Problems to work on =>
a: According to the passage below about medical artist Dorothy Davison, where did Davison train before going to the Manchester Museum?
b: In the passage below on Dorothy Davison's medical illustrations, what purpose did Jefferson's comments on her drawings serve?
c: Continue the passage below about medical artist Dorothy Davison, starting after its final sentence.

Work has recently begun to catalogue the work of medical artist Dorothy Davison (1890-1984). The collection contains approximately 400 items created by Davison and her students between the 1930s and the 1950s in addition to many more files of rough sketches and working drawings. Davison trained at the Manchester School of Art before going to the Manchester Museum where she produced a number of drawings related to Egyptology, a particular interest of hers. She is however most famous for her medical illustrations which she began after Professor of Anatomy Sir Grafton Elliot Smith saw some of her other work. Davison worked with a great number of different specialities and practitioners producing items for orthopaedic surgeon Sir Harry Platt, Professor of Anatomy G.A.G Mitchell, and obstetrician Daniel Dougal. She worked particularly closely with neurosurgeon Sir Geoffrey Jefferson who was a great exponent of the value of medical illustrations and it is this working relationship which is reflected most in her surviving works. The library also holds a significant collection of Jefferson’s patient case files, a number of which relate directly to Davison’s drawings and the links between the two will be made clear in the completed catalogues.
Davison would observe Jefferson in the operating theatre where she would produce preliminary sketches. From these she would create much more detailed works fit for teaching and publication. A number of her surviving works still bear comments made by Jefferson offering suggestions and critiquing her drawings to ensure they were anatomically correct and bore an accurate representation of the procedure undertaken. Davison was always keen to stress the importance of a strong relationship between artist and surgeon and her gratitude to them in the assistance they provided, however a cartoon produced by Davison relating to her work with Jefferson suggests that she found his demands and criticisms to be somewhat vexatious at times.

[Collected data]
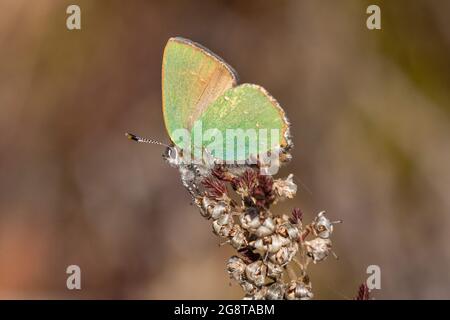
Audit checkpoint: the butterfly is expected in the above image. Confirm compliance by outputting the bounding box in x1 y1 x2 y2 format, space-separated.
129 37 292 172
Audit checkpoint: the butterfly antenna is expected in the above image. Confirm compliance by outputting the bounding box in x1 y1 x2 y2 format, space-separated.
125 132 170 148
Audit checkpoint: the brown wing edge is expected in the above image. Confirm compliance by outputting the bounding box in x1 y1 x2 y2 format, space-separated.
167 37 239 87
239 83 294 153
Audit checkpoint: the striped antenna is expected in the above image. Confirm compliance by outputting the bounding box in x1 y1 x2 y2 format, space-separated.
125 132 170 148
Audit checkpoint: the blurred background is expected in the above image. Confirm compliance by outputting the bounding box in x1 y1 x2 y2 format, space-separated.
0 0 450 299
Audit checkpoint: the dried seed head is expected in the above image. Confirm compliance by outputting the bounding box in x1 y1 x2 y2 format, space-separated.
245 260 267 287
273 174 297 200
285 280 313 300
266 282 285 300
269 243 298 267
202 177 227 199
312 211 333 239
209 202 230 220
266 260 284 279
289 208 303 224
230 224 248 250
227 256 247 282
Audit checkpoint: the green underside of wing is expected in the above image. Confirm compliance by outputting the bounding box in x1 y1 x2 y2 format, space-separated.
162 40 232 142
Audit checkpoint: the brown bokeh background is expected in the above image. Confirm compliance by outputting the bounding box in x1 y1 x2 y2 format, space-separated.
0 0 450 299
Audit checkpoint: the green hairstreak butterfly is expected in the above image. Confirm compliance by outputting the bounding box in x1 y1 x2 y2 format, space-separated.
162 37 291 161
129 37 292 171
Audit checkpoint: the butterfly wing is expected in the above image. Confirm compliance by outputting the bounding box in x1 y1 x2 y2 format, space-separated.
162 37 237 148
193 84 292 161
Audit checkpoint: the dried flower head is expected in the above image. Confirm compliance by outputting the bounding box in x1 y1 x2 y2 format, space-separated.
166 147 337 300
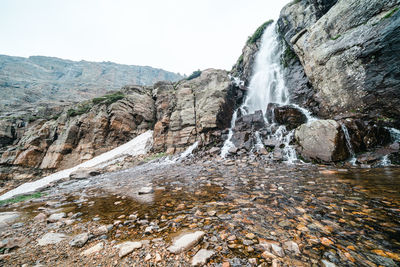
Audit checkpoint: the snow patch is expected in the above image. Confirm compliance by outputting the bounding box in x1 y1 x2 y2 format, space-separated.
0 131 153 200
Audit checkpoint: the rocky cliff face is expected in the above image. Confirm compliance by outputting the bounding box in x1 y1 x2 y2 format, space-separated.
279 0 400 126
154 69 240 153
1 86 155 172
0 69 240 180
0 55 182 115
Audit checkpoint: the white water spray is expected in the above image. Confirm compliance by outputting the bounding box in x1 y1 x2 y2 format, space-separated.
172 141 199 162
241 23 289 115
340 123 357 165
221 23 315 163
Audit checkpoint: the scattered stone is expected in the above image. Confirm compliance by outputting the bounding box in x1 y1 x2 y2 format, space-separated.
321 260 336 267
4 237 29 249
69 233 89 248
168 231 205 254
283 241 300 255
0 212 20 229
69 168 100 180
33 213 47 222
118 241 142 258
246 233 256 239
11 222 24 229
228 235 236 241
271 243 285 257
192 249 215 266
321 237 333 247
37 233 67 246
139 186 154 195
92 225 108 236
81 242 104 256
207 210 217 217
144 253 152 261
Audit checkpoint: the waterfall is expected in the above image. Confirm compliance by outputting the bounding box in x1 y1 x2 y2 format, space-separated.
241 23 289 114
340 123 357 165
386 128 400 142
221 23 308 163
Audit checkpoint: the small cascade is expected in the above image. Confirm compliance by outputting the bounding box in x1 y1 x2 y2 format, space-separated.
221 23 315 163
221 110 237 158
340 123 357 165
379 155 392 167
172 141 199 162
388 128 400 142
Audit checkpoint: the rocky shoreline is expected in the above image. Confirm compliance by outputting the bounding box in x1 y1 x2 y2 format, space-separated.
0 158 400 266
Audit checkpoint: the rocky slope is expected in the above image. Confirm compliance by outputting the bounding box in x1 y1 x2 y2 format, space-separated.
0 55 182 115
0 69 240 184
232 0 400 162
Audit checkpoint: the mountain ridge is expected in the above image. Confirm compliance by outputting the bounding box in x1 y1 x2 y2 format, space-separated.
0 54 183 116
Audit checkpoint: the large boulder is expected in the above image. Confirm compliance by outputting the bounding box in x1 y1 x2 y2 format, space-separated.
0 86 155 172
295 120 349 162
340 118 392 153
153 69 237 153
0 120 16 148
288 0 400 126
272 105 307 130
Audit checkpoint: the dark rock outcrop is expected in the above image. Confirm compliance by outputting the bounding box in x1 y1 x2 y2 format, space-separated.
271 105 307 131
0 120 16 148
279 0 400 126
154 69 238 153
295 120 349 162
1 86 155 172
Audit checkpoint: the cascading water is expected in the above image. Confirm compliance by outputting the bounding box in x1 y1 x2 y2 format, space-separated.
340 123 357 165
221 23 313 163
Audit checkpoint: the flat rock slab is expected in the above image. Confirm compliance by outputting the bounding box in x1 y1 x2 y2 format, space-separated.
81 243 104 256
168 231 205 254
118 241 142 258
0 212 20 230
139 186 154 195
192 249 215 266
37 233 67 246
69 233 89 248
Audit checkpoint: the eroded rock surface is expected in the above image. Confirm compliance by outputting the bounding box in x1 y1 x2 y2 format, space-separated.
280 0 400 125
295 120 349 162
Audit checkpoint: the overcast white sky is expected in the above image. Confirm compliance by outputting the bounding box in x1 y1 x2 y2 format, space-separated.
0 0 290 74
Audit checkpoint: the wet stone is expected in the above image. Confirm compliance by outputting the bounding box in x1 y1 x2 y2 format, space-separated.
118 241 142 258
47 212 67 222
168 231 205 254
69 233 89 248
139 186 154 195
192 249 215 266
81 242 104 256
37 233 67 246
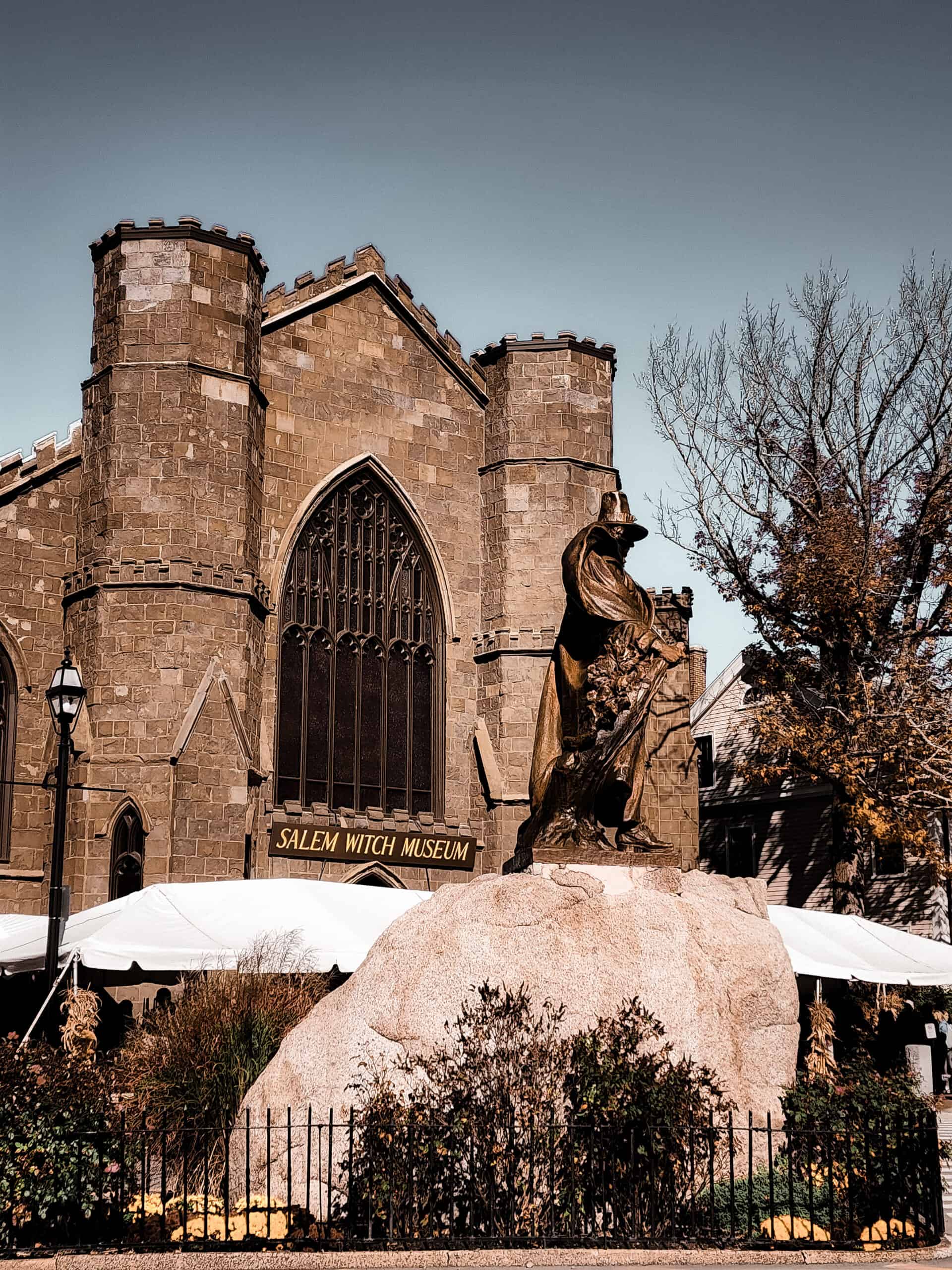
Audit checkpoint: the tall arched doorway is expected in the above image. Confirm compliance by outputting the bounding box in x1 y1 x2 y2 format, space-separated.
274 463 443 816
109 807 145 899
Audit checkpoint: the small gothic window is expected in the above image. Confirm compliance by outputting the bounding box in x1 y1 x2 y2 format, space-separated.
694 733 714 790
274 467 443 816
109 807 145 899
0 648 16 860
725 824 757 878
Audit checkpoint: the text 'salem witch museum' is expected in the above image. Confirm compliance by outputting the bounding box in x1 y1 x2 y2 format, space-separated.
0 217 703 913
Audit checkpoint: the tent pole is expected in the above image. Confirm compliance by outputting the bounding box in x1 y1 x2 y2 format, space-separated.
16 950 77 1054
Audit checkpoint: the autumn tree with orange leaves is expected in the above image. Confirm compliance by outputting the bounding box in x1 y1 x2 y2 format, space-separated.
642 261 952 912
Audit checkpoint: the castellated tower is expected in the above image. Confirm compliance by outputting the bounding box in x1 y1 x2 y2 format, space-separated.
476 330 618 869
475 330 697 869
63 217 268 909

Written answers =>
a: She trained at the Manchester School of Art.

b: Jefferson's comments offered suggestions and critiques so that her drawings were anatomically correct. They also ensured that the drawings accurately represented the procedure undertaken.

c:
Analysis of Davison’s works shows her to have used a range of techniques but she was particularly known for being one of the pioneers of the use of the Ross board technique in the UK. The technique, also known as the carbon dust technique, was developed in America by Max Brödel and involves drawing the subject with a carbon pencil onto a white coated stippled board (Ross board) and then building up its three-dimensional form via the application of carbon dust. White paint was often used to create highlights. Colour was very rarely used but the detail and depth an artist was able to produce using this technique made it particularly suited to medical illustration.
A number of operative and pathological photographs in both the Davison collection and the Jefferson patient files allow a clear comparison to be made between the quality and suitability of the two modes during this period. Davison herself can be quoted as saying that a “medical artist can be particularly useful in elucidating obscure and difficult points, for she never draws the obvious: that is photographed.” (Davison, 1953) The photograph and drawing seen below are of exactly the same procedure performed on a patient in 1949 for the removal of a cholesteatomatous cyst. It is quite likely that Davison used the photograph when producing her final drawing but it is quite clear to see that the drawing allowed for the highlighting of specific details and ultimately a clearer and less confused image.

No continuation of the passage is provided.